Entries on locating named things
● ● ● ● ● ● ●
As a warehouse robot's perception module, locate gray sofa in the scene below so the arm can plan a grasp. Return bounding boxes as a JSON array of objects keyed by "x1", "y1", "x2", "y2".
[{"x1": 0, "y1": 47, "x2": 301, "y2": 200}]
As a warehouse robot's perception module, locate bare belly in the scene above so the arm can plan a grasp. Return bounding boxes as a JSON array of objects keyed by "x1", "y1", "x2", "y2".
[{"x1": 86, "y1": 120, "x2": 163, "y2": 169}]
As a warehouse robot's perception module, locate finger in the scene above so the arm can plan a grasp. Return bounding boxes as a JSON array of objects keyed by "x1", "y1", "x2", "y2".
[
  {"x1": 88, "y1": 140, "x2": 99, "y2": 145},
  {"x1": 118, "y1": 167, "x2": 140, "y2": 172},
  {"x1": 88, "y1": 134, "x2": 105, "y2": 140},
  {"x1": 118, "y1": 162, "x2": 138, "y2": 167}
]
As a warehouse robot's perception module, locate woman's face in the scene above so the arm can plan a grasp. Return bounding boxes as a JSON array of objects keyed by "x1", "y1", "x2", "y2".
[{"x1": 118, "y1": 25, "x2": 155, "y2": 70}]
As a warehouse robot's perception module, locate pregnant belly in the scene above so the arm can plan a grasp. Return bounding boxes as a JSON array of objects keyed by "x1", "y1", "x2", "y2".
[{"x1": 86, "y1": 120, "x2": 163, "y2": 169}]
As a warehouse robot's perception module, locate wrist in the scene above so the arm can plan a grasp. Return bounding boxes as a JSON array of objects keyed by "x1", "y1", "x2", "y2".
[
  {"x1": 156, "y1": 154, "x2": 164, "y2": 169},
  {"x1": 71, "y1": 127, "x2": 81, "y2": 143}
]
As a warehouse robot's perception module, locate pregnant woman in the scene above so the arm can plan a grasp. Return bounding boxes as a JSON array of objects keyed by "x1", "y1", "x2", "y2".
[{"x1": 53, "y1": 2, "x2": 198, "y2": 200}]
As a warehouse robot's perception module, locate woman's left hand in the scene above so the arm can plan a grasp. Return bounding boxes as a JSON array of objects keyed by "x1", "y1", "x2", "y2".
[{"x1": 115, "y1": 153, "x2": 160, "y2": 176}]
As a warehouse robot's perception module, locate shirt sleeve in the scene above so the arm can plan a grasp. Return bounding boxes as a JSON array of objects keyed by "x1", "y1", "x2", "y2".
● ● ● ● ● ● ●
_Written task_
Show each line of the data above that contains the word "belly", copying each one in full.

_Finished answer_
As a warehouse robot's perception module, locate bare belly in the scene above so the arm can plan a grasp. Return bounding boxes as a JSON array of objects keyed by "x1", "y1", "x2", "y2".
As a warehouse robot's perception module, locate pregnant belly in the scene above so the arm can plan a grasp. Return bounding boxes as a JSON array of objects keyed by "x1", "y1", "x2", "y2".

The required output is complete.